◆ **INSTRUCTIONS TO FOLLOW**: Filter the records below and copy every line containing the word "pixel".

+ + +

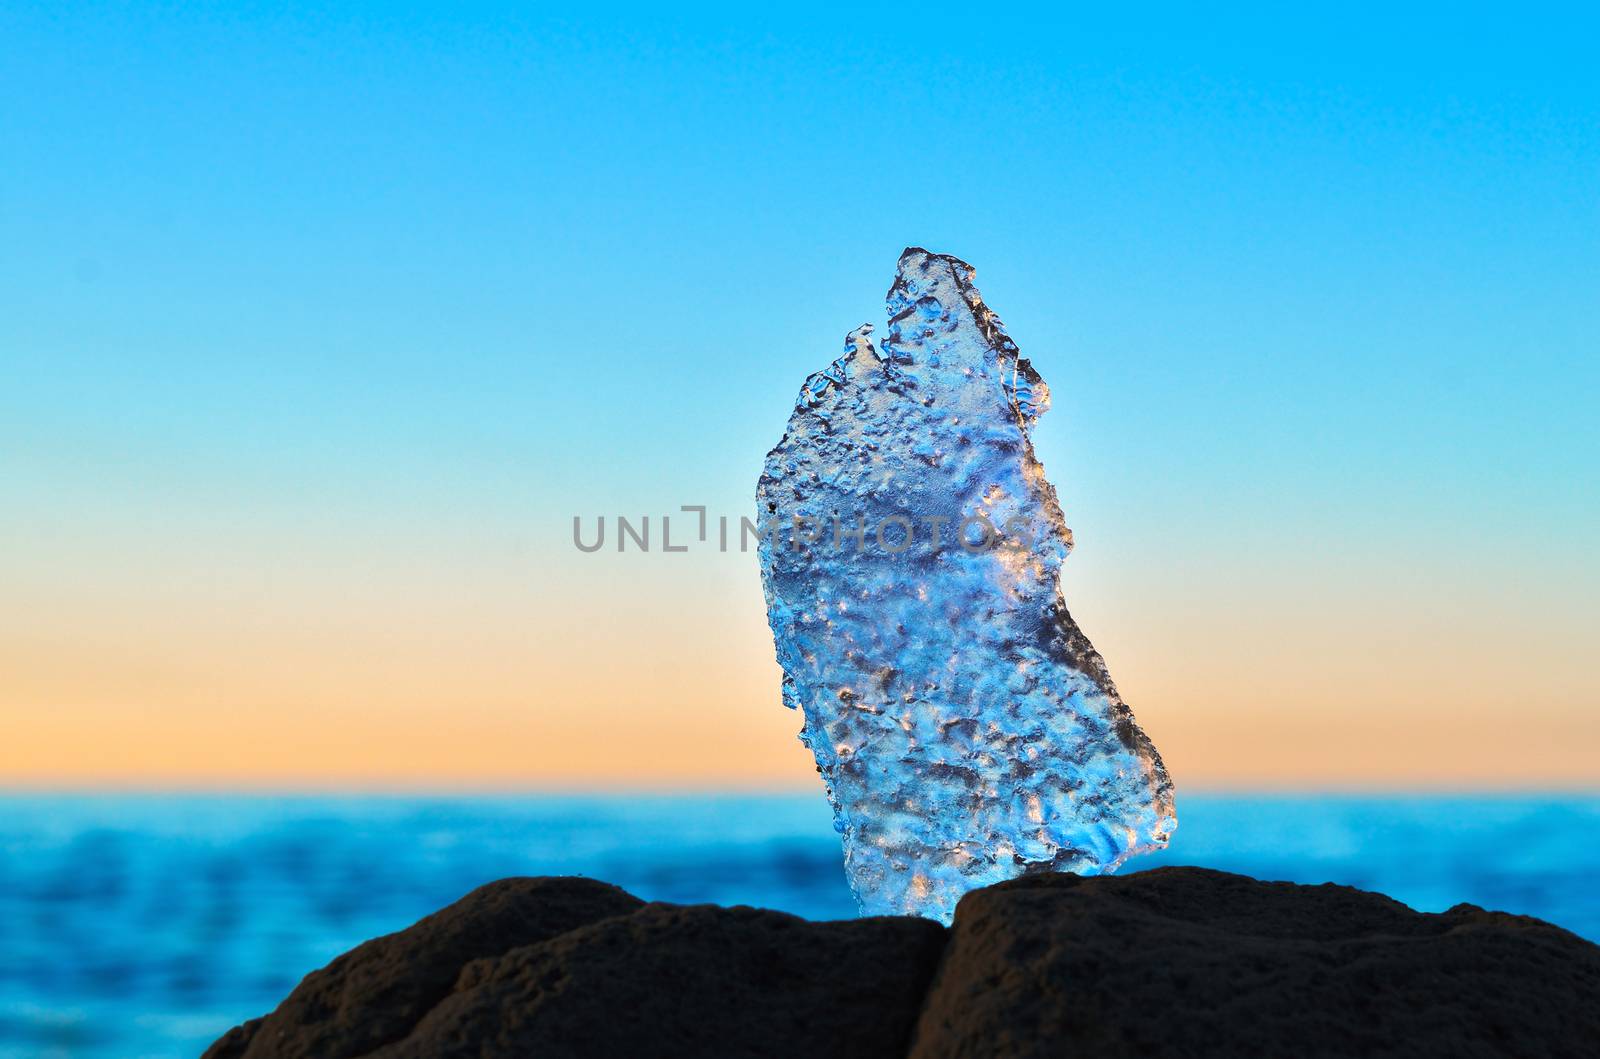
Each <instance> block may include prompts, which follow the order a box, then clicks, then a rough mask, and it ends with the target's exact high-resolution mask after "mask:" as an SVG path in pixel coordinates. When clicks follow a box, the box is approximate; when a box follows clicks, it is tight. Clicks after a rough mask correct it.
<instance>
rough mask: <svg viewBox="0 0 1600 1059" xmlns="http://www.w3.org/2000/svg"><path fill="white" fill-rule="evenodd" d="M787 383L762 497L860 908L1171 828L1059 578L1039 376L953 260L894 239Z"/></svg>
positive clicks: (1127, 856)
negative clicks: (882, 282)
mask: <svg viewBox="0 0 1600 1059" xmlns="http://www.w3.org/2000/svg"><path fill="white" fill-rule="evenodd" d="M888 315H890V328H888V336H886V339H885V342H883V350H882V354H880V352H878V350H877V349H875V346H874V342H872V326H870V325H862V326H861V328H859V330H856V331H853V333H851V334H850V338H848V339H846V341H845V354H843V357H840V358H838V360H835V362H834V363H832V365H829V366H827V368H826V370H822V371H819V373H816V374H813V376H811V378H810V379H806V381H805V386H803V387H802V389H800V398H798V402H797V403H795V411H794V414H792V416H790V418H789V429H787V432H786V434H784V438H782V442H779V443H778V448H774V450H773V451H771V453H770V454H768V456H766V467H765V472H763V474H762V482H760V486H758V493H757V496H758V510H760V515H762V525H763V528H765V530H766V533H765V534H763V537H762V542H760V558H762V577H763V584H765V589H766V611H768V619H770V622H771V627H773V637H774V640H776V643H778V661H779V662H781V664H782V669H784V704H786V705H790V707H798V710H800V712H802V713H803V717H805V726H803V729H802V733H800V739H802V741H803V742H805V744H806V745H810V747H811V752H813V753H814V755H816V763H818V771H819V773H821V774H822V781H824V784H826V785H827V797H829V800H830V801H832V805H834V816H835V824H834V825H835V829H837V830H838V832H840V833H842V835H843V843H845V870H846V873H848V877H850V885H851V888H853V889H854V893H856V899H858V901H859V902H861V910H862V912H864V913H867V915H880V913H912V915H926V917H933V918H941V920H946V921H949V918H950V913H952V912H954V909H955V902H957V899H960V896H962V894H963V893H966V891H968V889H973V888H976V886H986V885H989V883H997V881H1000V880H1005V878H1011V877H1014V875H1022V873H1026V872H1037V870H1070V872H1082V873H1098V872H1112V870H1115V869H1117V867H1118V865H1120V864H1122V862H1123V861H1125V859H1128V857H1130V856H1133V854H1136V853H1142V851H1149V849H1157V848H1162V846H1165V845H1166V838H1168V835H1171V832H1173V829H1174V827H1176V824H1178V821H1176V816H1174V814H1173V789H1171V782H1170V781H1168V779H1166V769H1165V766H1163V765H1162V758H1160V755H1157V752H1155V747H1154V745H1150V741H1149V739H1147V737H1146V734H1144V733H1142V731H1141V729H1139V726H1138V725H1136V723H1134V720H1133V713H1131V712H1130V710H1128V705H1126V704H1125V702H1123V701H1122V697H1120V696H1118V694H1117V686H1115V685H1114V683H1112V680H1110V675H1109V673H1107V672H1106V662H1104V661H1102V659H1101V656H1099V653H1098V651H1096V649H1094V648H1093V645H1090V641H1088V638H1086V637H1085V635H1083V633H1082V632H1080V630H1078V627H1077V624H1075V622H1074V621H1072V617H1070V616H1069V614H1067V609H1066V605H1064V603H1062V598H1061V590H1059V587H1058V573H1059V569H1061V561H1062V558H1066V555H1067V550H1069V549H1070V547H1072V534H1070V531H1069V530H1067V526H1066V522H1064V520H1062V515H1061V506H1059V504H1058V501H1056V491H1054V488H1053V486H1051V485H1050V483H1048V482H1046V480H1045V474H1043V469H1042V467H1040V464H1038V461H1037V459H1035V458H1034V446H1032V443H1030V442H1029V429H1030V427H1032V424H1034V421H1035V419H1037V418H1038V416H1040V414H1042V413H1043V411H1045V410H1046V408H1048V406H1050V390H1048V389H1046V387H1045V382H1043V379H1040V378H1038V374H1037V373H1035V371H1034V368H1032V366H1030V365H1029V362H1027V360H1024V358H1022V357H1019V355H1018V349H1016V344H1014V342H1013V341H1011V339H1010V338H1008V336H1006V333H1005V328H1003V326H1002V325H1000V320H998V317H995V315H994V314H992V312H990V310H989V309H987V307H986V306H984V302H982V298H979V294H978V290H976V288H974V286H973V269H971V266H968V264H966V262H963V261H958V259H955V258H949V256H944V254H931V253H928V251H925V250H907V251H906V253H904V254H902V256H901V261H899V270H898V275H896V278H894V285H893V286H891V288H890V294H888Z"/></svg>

+ + +

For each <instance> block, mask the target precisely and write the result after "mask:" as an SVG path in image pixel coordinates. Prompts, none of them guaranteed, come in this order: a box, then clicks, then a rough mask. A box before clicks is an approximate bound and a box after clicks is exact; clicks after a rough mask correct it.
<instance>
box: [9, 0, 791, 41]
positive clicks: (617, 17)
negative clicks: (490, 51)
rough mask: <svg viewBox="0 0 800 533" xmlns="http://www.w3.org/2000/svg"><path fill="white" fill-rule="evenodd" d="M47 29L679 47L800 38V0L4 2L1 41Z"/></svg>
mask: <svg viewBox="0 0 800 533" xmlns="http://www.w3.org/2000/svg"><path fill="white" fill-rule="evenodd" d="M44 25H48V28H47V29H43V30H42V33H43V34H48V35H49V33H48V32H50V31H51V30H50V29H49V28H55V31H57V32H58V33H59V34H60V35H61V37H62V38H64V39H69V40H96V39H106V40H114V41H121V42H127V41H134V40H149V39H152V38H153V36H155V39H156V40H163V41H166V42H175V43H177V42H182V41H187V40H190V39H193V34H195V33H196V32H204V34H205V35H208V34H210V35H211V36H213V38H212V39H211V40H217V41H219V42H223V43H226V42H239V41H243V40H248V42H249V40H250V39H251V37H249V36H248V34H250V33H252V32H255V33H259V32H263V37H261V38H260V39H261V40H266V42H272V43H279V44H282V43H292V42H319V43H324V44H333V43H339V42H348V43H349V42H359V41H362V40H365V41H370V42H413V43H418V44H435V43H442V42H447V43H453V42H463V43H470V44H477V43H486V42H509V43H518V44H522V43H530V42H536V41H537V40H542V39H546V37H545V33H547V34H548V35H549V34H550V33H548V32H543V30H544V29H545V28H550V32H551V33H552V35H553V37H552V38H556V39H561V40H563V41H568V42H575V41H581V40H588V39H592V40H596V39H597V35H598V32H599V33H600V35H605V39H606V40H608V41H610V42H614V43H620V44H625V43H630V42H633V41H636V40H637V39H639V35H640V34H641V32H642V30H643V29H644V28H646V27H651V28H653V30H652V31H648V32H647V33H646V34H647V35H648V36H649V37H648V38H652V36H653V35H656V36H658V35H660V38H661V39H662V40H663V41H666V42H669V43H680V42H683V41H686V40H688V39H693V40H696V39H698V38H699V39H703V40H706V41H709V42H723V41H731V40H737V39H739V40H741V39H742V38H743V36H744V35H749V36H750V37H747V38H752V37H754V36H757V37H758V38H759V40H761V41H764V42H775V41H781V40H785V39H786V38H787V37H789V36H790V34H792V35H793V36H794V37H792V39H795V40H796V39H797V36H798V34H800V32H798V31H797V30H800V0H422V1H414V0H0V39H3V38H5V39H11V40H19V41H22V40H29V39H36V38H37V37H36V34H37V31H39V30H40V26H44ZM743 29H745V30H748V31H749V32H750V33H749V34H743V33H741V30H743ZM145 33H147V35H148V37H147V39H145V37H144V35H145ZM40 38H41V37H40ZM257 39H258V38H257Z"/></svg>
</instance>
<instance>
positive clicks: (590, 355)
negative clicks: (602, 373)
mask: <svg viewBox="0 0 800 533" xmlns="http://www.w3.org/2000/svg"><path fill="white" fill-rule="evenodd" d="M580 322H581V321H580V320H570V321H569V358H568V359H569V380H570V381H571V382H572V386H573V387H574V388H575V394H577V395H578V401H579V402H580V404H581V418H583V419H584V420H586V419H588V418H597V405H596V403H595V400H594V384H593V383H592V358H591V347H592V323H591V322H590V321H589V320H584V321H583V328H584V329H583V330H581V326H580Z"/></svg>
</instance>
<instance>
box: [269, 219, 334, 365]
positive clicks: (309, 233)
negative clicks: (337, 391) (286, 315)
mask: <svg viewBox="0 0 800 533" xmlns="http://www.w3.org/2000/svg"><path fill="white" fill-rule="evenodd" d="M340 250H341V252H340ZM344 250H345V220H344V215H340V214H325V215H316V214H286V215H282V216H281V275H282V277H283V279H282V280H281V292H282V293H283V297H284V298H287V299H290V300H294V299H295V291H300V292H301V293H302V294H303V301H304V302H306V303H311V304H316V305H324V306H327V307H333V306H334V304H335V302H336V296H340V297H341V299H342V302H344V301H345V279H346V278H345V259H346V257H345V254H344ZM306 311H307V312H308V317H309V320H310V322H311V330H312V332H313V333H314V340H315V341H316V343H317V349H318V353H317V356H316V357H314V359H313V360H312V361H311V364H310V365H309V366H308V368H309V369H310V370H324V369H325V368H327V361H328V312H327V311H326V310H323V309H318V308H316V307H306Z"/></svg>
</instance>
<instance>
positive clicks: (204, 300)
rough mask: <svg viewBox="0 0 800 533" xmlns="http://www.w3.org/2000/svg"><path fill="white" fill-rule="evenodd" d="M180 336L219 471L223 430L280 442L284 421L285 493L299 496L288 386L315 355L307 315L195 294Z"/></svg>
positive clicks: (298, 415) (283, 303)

+ + +

◆ **FINISHED TASK**:
Each <instance> block may include prompts, which follow the order a box, then clicks, then a rough mask, and it ends with the target's exact high-resolution mask after "mask:" as an SVG path in pixel coordinates. When clicks follow a box, the box is approximate; when a box follows clicks, it is tight. Clicks after a rough mask correct it.
For each <instance> block, mask the target precisely and write the result after "mask:" as an SVG path in image pixel coordinates. Prompts, none of them guaranteed, come in this order: a box, then clicks, then a rough mask. A box before clicks is an approximate bound and a box after clicks is exact; clicks after a rough mask correct it.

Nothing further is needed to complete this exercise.